START Document segment

Like takotsubo cardiomyopathy or myocarditis, SCAD is an angiographic diagnosis of exclusion, because type 1 MI from atherosclerotic plaque rupture is a far more likely cause of ACS (including in younger women) and has more time-sensitive treatment. The ECG in ACS is usually dichotomized into STEMI vs non-STEMI, and most literature on SCAD replicates these general descriptions of ST elevation, ST depression, T wave inversion, or normal. But STEMI criteria have high false positive and false negative rates, so ST elevation can be non-ischemic or a coronary artery can be completely occluded without the ECG ever meeting STEMI criteria. STEMI criteria also don’t account for the dynamic process of spontaneous reperfusion and reocclusion that are also possible in SCAD. For example, in the Canadian cohort study the angiographic TIMI flow was reduced to 0-2 in a third (including 9% with complete occlusion, TIMI 0), while two-thirds had normal TIMI 3 flow. So SCAD can result in both occlusive and non-occlusive MI, and the dynamic nature of SCAD (including dissection extension, dynamic compression, and potential collateral circulation), could result in occlusions spontaneously reperfusing and reoccluding.

From an emergency perspective, undifferentiated ACS patients are best categorized not as STEMI vs Non-STEMI, but Occlusion MI requiring immediate reperfusion (whether they meet STEMI criteria or not), spontaneous reperfusion at risk of reocclusion, and Non-Occlusive MI that can wait for non-urgent angiogram.[11] We can also use this framework for ACS patients who may or may not have SCAD, both to reduce delayed reperfusion for OMI and delayed diagnosis of SCAD (with resulting delayed discontinuation of heparin):

  1. STEMI(+)OMI (ie. ischemic symptoms and ECG with true positive STEMI): need and will likely get rapid cath lab activation, with reperfusion of OMI (and diagnosis/management of SCAD, with possible intervention for ongoing ischemia)
  2. STEMI(-)OMI (i.e ischemic symptoms and ECG that doesn’t meet STEMI criteria but is diagnostic of Occlusion MI, clinical OMI with refractory ischemia without ECG changes): need cath lab activation but at at risk for delays because of STEMI paradigm, resulting in delayed reperfusion of OMI (and delayed diagnosis/management of occlusive SCAD, with possible intervention for ongoing ischemia, and discontinuatio of heparin)
  3. OMI with spontaneous reperfusion (i.e. resolved ischemic symptoms with ECG signs of reperfusion): needs urgent angiogram but risk of delays with risk of spontaneous reocclusion (including secondary to SCAD, though reperfused SCAD will unlikely get intervention)
  4. Non-Occlusive MI (i.e. resolved ischemic symptoms, no ECG signs of occlusion or reperfusion): appropriate non-urgent angiogram because artery is open, with small MI from non-occlusive thrombus (or non-occlusive SCAD, which will unlikely get intervention)

END Document segment

= What you are asked to do =
List the labels of the numbered categories of ACS patients in the SCAD passage. Rely on the SCAD passage alone.

START Dataset entries

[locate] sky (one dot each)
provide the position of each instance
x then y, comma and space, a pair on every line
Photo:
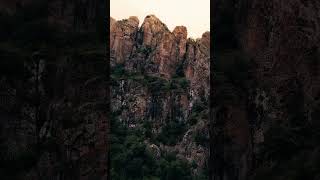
194, 14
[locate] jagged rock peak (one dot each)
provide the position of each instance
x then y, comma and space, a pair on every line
134, 21
180, 32
153, 23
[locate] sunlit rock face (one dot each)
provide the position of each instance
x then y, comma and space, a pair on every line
167, 80
280, 41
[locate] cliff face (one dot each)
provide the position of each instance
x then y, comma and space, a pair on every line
161, 77
279, 41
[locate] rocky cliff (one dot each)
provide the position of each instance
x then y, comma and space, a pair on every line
161, 78
266, 104
53, 98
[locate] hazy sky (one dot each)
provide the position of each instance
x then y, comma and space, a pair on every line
194, 14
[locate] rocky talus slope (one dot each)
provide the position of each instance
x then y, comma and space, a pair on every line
161, 78
267, 90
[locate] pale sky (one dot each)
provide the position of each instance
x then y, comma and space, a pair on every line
194, 14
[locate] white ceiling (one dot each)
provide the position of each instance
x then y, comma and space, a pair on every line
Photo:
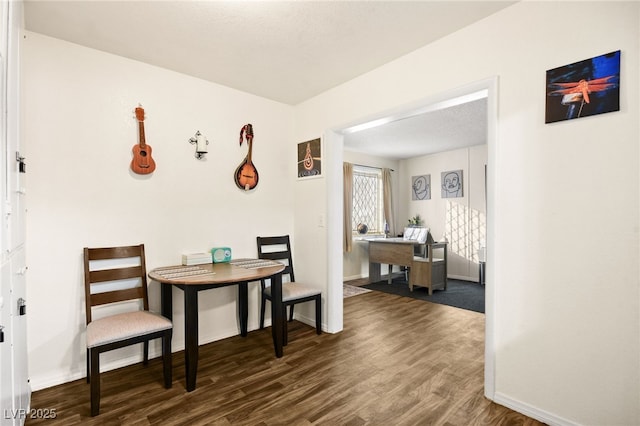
288, 51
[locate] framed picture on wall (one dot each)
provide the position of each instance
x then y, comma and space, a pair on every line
583, 88
451, 184
310, 159
421, 187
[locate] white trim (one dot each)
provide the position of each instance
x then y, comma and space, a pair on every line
533, 412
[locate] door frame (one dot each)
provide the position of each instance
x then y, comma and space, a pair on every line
334, 145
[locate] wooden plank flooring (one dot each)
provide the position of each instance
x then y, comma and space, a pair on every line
399, 361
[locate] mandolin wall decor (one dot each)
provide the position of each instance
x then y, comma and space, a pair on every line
310, 159
246, 175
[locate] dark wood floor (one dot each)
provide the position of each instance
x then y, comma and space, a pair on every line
399, 361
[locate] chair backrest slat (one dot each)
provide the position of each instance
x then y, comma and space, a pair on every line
116, 296
115, 273
264, 252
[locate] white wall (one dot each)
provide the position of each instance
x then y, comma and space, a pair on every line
79, 129
564, 265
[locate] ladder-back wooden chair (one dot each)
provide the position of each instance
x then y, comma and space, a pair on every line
279, 249
112, 275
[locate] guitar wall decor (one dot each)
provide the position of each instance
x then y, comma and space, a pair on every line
142, 162
246, 175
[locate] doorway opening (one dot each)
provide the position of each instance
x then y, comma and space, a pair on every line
335, 139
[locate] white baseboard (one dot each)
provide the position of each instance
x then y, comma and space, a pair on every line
353, 277
533, 412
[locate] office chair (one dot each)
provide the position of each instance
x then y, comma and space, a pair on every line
279, 249
118, 274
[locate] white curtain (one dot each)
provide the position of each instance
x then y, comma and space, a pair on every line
347, 240
387, 200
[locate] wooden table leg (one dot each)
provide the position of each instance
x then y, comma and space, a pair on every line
166, 301
243, 308
374, 272
191, 335
277, 316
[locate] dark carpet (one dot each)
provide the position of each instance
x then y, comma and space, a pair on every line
461, 294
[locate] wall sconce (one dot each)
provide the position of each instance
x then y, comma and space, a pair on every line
201, 142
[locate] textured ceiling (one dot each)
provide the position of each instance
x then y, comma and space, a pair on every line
445, 129
287, 51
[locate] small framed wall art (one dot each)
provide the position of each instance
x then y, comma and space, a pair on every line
583, 88
421, 187
452, 184
310, 159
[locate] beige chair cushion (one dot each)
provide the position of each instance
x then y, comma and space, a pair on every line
292, 291
123, 326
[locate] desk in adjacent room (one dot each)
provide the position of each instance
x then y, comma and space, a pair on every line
196, 278
395, 251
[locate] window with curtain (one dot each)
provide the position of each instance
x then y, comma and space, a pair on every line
367, 199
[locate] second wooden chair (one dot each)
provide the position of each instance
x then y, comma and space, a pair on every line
279, 249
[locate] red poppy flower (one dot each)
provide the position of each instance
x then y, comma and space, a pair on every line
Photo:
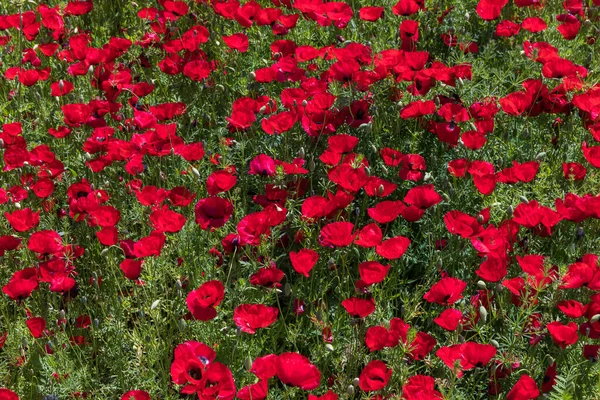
202, 301
250, 317
37, 326
304, 261
369, 236
213, 212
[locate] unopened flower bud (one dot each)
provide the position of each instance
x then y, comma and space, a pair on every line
182, 325
483, 314
350, 390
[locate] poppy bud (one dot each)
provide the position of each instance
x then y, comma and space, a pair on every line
319, 315
182, 325
248, 364
483, 314
350, 390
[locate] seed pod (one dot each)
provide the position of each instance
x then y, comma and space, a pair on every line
483, 314
182, 324
248, 364
319, 315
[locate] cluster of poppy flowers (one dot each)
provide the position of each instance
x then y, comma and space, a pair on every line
121, 130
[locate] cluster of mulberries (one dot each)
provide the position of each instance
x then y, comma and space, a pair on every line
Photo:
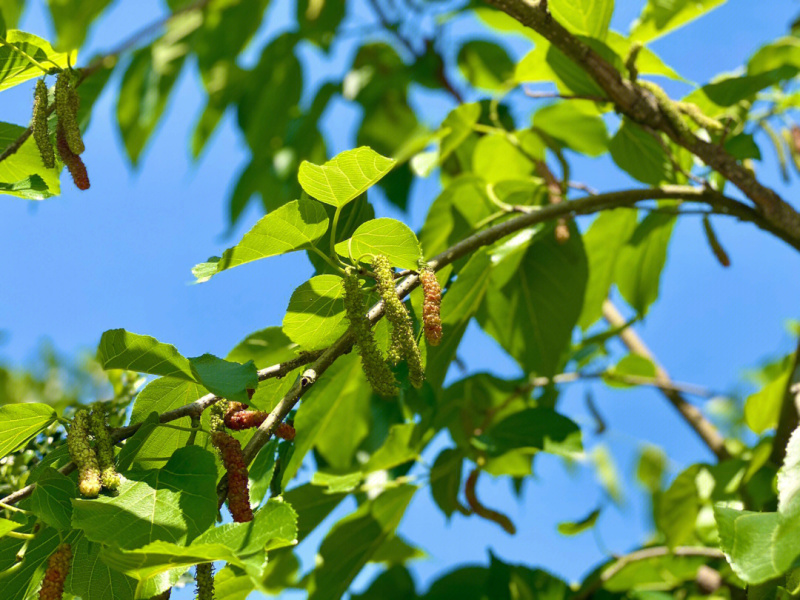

END Dataset entries

= Response to the task =
1. STEMI(+)OMI
2. STEMI(-)OMI
3. OMI with spontaneous reperfusion
4. Non-Occlusive MI